[Saved entries]
□ □ □
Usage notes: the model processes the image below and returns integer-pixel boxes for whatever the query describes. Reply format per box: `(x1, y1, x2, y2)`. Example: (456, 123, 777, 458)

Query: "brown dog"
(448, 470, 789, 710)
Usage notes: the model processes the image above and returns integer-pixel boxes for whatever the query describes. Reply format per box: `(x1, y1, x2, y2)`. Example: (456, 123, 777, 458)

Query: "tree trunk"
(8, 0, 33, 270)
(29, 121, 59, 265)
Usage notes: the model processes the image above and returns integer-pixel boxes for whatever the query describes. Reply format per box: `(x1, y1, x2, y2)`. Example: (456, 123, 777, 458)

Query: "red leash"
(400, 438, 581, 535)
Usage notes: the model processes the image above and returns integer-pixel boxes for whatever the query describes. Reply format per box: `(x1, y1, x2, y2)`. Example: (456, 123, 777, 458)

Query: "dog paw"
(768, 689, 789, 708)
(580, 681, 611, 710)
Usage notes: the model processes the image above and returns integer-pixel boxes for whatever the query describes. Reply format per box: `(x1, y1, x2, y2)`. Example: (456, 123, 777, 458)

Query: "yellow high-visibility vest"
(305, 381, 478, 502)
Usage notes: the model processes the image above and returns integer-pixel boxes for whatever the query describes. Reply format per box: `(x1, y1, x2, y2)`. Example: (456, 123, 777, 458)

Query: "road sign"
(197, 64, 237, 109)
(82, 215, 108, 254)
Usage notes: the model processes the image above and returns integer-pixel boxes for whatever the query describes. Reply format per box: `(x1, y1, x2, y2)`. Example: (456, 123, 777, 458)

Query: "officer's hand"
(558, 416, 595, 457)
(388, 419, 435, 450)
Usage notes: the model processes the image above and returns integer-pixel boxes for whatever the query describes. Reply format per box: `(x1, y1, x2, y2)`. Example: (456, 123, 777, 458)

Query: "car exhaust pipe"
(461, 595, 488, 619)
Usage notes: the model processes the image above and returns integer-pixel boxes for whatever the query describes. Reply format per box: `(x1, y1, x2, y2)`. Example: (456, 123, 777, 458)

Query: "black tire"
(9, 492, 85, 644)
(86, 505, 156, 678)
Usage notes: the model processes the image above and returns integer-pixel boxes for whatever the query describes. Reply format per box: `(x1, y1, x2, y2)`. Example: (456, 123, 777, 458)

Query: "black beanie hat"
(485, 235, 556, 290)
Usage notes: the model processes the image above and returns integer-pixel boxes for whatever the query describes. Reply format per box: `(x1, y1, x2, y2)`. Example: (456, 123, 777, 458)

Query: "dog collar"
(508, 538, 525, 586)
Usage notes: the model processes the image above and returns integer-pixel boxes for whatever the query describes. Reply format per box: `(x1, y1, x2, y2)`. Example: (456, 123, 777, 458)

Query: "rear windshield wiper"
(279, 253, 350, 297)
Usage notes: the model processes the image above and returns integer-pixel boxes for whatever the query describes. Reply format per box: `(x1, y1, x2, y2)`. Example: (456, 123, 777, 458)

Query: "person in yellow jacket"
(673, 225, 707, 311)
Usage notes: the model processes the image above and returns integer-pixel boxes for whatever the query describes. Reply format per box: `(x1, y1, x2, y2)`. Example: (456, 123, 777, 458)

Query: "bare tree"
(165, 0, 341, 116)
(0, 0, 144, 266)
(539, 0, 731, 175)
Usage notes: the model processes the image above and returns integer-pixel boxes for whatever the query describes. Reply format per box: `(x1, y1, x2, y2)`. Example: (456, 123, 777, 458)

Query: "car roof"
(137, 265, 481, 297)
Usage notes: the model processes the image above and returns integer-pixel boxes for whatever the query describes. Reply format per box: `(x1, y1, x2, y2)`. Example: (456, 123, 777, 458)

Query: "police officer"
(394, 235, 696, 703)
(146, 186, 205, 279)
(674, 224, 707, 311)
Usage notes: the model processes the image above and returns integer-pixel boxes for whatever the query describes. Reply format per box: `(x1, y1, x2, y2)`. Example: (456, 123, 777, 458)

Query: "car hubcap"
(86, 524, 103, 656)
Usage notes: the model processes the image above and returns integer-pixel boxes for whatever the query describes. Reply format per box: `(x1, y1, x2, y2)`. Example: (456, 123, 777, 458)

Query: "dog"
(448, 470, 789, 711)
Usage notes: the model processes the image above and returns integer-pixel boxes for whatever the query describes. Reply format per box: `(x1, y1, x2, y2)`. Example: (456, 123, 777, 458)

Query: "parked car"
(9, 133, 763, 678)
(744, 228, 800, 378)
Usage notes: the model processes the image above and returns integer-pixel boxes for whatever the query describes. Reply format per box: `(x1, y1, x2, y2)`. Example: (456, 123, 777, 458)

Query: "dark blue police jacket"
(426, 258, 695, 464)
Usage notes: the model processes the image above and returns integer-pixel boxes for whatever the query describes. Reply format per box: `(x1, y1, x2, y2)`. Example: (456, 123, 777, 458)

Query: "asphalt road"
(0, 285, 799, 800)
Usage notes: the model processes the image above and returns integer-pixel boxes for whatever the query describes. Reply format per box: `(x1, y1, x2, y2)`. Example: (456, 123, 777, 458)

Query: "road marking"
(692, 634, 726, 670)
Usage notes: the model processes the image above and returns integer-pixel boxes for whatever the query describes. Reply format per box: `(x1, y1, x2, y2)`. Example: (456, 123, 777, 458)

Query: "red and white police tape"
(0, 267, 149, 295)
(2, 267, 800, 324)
□ □ □
WHAT THE TASK ASKS:
Please give all the lines above again, exactly as they read.

TASK SOLUTION:
Usage notes: the model processes the image below and returns integer-pixel boxes for whatever the query describes. Reply format per box: `(x1, y1, x2, y2)`. Example: (456, 123, 777, 458)

Query: "brown dog"
(448, 470, 789, 710)
Usage notes: the model processes the image above and returns integer-pixel boxes for whatever the query describes. Reply format per box: `(x1, y1, x2, y2)`. Example: (456, 123, 777, 458)

Query: "tree trunk"
(8, 0, 33, 270)
(29, 121, 59, 265)
Usage notes: the model processes the image above and returns integer-pixel boxes for whatever the query describes. Reply format per box: `(x1, y1, x2, y2)`. Example: (456, 123, 777, 458)

Query: "red leash"
(400, 438, 581, 535)
Usage notes: the model processes the image above and returns integer-pixel boxes for whatever the query describes. Reply format per box: `(x1, y1, x2, y2)`. Example: (456, 123, 777, 458)

Query: "dog paw"
(768, 689, 789, 708)
(580, 681, 611, 710)
Usage notes: the model processes the image above and returns integer-pixel boxes for whatever the query describes. Reply format per box: `(x1, y1, x2, y2)`. Example: (456, 123, 777, 458)

Query: "yellow high-visibility vest"
(305, 381, 478, 502)
Usage notes: the model processes the image above and returns integer-pixel boxes for whatever the query describes. Reply format per box: `(x1, y1, x2, y2)`. Example: (456, 123, 777, 458)

Query: "road sign"
(197, 64, 237, 109)
(82, 215, 108, 254)
Usage notes: the model processes the image above and returns integer-pixel boxes for whatever the query describes. Reply format per box: `(x1, y1, x2, y2)`. Example: (456, 123, 777, 458)

Query: "officer's hand"
(558, 416, 595, 457)
(388, 419, 435, 450)
Usage notes: the model processes the image above and returns integer-pixel boxes for whatever the query describes. Reply format per box: `(x1, y1, x2, y2)`. Example: (456, 123, 777, 458)

Query: "car exhaust pipe"
(461, 595, 488, 619)
Usage notes: the model processes the image above and returns integer-pixel boxes for whatever the query describes. Reply format per box: `(x1, y1, x2, y2)`. Example: (456, 123, 777, 458)

Query: "black tire"
(9, 492, 85, 644)
(86, 505, 156, 678)
Usage notes: the model processes the image above and returns integer-pixel boxes for whatever the query describes. Reply format per box: `(x1, y1, x2, y2)`. Example: (456, 123, 777, 458)

Query: "black beanie hat"
(485, 235, 556, 290)
Usage notes: the model processes the image above and returns integer-pixel boxes for whatever the query describes. Reply format per box: `(x1, y1, x2, y2)`. Example: (456, 123, 777, 458)

Query: "dog collar"
(508, 538, 525, 586)
Usage notes: the model processes the image above and returns integer-pixel boxes for whatever the query describes. Reply format per box: `(x1, y1, x2, y2)`. Example: (456, 123, 777, 458)

Query: "rear windshield wiper"
(279, 253, 350, 297)
Usage notes: the model processes the image above and returns integer-pixel boxes for whatever the query describes. Reply format per box: `(x1, y1, x2, y2)`. Example: (456, 123, 777, 458)

Query: "person in yellow jacket"
(673, 225, 707, 311)
Usage notes: the model processes the image above and returns integer-pixel boxes for whatever the query describes. Reply format per box: `(x1, y1, x2, y2)`. Example: (456, 123, 777, 458)

Query: "bare tree"
(165, 0, 341, 116)
(0, 0, 144, 266)
(539, 0, 731, 175)
Usage notes: the model processes the image above and returns integer-pixel boxes for whatever the query describes. Reply format per box: `(x1, y1, x2, y2)`. Example: (456, 123, 777, 458)

Query: "car roof"
(137, 265, 481, 297)
Usage notes: the model processes the image above and returns integer-pixel boxes for whatever the query describes. Reply format per box: `(x1, y1, x2, y2)`. Example: (456, 123, 777, 458)

Query: "police officer"
(394, 235, 696, 703)
(146, 186, 205, 279)
(674, 224, 707, 311)
Usage notes: the model processes the image above and returns integer-pixel boxes for whatever the query describes. Reply format per box: `(x1, y1, x2, y2)`. Example: (456, 123, 777, 458)

Query: "car hubcap"
(86, 524, 103, 656)
Usage notes: the model processes the image above and returns integer-pixel boxes for whatever the query describes. Reply format per box: `(x1, y1, x2, y2)`. Example: (456, 123, 777, 458)

Query: "dog"
(448, 470, 789, 711)
Usage notes: the model processes the image above and returns integer-pixel boxes for whatever the query describes. Reply format per box: `(x1, y1, x2, y2)`. Example: (456, 123, 777, 458)

Query: "parked car"
(9, 133, 763, 678)
(744, 228, 800, 378)
Usage notes: the model processes the image above and returns integer-pixel boxes for whatever the query describes. Reply format per box: `(x1, y1, x2, y2)`. Example: (456, 123, 777, 458)

Query: "dark blue police jacket"
(426, 258, 695, 464)
Usage notes: the model processes the image above and returns integer-pixel boxes for whatever the query describes. Reply format per box: `(x1, y1, x2, y2)`. Example: (456, 123, 777, 458)

Query: "asphalt road"
(0, 285, 799, 800)
Usage notes: the model processes the image above and returns integer-pixel boxes for whatever the query describes. Reply format per box: `(x1, y1, x2, y2)`. Example: (456, 123, 777, 458)

Query: "road marking"
(692, 634, 726, 670)
Usage notes: the model processes the image above and returns integer-pixel boxes for whatever the query describes. Reply format per box: `(x1, y1, x2, y2)`. Example: (456, 123, 777, 458)

Query: "red and white police tape"
(0, 267, 149, 295)
(2, 267, 800, 324)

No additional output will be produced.